Copy all of the records below verbatim.

○ ○ ○

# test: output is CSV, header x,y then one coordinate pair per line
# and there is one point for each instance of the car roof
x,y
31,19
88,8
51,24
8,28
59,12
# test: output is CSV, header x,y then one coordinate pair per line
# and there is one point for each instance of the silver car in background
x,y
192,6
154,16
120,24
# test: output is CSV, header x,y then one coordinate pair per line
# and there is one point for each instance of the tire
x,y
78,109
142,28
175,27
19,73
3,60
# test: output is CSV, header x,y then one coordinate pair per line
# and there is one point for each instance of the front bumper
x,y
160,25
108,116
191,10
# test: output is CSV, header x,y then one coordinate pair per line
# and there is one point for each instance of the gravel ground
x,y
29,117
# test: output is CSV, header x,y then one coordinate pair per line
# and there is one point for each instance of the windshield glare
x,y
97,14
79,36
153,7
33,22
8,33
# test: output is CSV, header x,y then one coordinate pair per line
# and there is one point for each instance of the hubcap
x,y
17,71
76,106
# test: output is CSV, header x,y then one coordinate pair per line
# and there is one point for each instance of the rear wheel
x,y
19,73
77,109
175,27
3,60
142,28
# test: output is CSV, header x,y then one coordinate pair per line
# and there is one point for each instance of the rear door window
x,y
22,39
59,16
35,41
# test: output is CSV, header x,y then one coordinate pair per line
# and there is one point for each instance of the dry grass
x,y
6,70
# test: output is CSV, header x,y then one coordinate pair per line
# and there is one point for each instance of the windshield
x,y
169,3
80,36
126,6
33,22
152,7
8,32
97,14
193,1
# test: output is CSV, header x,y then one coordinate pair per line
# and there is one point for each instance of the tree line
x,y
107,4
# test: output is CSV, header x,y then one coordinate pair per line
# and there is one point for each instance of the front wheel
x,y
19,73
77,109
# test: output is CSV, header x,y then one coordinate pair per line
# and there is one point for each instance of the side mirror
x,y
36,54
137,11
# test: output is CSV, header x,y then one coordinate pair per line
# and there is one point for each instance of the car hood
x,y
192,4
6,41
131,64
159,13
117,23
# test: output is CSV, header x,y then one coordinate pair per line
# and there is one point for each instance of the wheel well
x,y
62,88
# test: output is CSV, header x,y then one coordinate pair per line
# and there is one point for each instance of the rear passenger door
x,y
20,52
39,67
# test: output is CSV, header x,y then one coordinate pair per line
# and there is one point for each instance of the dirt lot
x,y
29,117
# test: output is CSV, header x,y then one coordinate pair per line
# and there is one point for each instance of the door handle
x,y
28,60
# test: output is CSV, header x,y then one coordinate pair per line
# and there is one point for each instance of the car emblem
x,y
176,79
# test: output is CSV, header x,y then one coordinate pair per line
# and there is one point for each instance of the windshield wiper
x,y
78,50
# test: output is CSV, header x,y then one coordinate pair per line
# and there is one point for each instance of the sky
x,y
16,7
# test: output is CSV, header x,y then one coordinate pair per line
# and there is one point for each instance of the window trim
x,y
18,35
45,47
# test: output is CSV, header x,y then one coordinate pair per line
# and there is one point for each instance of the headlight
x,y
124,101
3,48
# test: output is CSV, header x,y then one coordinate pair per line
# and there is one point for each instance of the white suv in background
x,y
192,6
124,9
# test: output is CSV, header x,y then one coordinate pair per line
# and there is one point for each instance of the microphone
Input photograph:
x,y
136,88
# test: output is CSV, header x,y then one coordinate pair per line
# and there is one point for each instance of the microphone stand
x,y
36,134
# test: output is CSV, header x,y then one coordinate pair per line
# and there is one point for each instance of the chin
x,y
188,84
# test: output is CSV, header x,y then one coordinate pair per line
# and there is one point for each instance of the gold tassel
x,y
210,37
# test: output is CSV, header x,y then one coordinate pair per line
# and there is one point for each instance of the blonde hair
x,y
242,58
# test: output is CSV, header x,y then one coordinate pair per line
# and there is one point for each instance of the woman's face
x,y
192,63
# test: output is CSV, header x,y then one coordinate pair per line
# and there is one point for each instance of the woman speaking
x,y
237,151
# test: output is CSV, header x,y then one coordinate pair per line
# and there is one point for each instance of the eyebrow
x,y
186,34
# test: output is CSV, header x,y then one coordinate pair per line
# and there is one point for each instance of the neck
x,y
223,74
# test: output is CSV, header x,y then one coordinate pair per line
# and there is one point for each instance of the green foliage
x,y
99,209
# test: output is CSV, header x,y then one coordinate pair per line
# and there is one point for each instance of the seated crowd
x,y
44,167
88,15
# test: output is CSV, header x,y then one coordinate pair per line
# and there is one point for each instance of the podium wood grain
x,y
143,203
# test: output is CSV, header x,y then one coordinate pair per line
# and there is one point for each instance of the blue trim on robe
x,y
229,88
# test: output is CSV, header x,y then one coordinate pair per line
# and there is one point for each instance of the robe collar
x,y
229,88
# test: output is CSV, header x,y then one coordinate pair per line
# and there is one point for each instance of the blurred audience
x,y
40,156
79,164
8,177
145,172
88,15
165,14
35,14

○ ○ ○

■ **SOLUTION TO THE EXERCISE**
# test: output is CSV, header x,y then one coordinate pair per line
# and there is one point for each instance of the car roof
x,y
31,19
88,8
51,24
8,28
59,12
# test: output is CSV, header x,y then one coordinate pair per line
# and there is one point for each instance of the silver car in background
x,y
192,6
154,16
120,24
# test: output is CSV, header x,y then one coordinate pair per line
# and there is one point for each instance of the tire
x,y
78,109
142,28
175,27
19,73
3,60
# test: output is CSV, header x,y then one coordinate pair per line
# and there is one point for each instance of the front bumper
x,y
160,25
108,116
191,10
# test: output is CSV, header x,y then one coordinate pair per line
# and there is one point for each instance of the gravel ground
x,y
29,117
# test: output is CSV, header x,y then one coordinate pair per line
# and there is one point for each instance of the windshield glare
x,y
97,14
79,36
153,7
33,22
8,33
# test: output is CSV, header x,y then one coordinate pair per line
# and there is one point for each instance of the hubcap
x,y
17,71
76,106
# test: output is CSV, header x,y then one coordinate pair per line
# and there is one point for each instance of the rear wheel
x,y
19,73
77,109
175,27
3,60
142,28
# test: output is CSV, header x,y then one coordinate pair per line
# and there is one point for each instance of the rear door window
x,y
22,39
59,16
35,41
# test: output is CSV, header x,y then one coordinate pair per line
# and there is one point for each instance of the dry grass
x,y
6,70
# test: output is CSV, header x,y then one coordinate pair per line
# and there is one point for each instance of the windshield
x,y
169,3
80,36
126,6
33,22
152,7
8,32
97,14
193,1
# test: output is CSV, header x,y then one coordinate pair per line
# and there is one point for each instance of the tree line
x,y
107,4
# test: output is CSV, header x,y then one coordinate pair per line
# and there is one point for each instance of the front wheel
x,y
19,73
77,109
# test: output is CSV, header x,y then one coordinate pair per line
# and there is one point for each instance of the side mirror
x,y
36,54
137,11
# test: output is CSV, header x,y then one coordinate pair per line
# and there is one point for each instance of the car hood
x,y
192,4
6,41
131,64
159,13
117,23
# test: output is CSV, header x,y then one coordinate pair per line
# and there is one point for each instance of the wheel well
x,y
62,88
# test: output is CSV, header x,y then one coordinate pair per line
# and there is one point for each instance of the rear passenger door
x,y
20,52
39,67
# test: output is CSV, header x,y then one coordinate pair per line
# and there is one point for each instance of the dirt lot
x,y
29,117
# test: output is CSV, header x,y then one coordinate pair per line
# and there is one point for each instance of the door handle
x,y
28,60
# test: output is CSV, header x,y then one coordinate pair per line
# and there is one point for each instance of the car emblem
x,y
176,79
# test: output is CSV, header x,y then one coordinate pair per line
# and there is one point for each instance of the windshield wiper
x,y
78,50
# test: output is CSV, header x,y then one coordinate pair per line
# and there is one point for each instance of the sky
x,y
16,7
# test: output is CSV, header x,y then one coordinate pair per line
# and there is one point for each instance of the window trim
x,y
18,35
45,47
# test: output is CSV, header x,y then one coordinate pair per line
# and there is one point for each instance of the headlight
x,y
124,101
3,48
# test: output is CSV, header x,y then one coordinate pair per line
# and there is one point for each instance of the white suv in background
x,y
192,6
124,9
# test: output is CSV, header x,y then one coordinate pair per line
# and there is one point for each instance of the microphone
Input photograph:
x,y
136,88
# test: output is CSV, header x,y then one coordinate pair per line
# and there is one point for each instance of the microphone stand
x,y
36,134
# test: output is CSV, header x,y then one coordinate pair per line
# and there is one point for each instance of the chin
x,y
188,84
# test: output is CSV, header x,y then one coordinate pair per line
# and there is one point for each instance of the gold tassel
x,y
210,37
# test: output is CSV, header x,y then one coordinate pair per line
# and there is one point for each instance of the blonde hair
x,y
242,58
# test: output is CSV, header x,y then one coordinate pair per line
# and there is one point for each instance of the woman's face
x,y
192,63
# test: output is CSV, header x,y then one coordinate pair per line
# and there is one point for each instance of the woman speaking
x,y
237,151
# test: output is CSV, header x,y then one coordinate pair per line
# and there is one point for each instance of the eyebrow
x,y
186,34
# test: output is CSV, header x,y then one coordinate pair per line
# and there is one point for each instance of the neck
x,y
223,74
# test: output is CSV, header x,y then one coordinate pair per line
# and there is one point for each instance of the green foliage
x,y
99,209
# test: output is CSV, header x,y then one coordinate pair per line
# and there is one point for each instance of the seated crowd
x,y
44,167
88,15
# test: output is CSV, header x,y then one coordinate pair per line
# and there is one point for each instance of the podium wood grain
x,y
143,203
# test: output is CSV, header x,y then one coordinate pair per line
# and there is one point for each instance of the blue trim on robe
x,y
229,88
# test: output is CSV, header x,y then one coordinate pair per line
# and there is one point for each instance of the robe collar
x,y
229,88
# test: output is CSV, header x,y then one coordinate pair per line
# and there is one point for each instance of the blurred audience
x,y
40,156
79,164
8,177
145,172
88,15
165,14
35,14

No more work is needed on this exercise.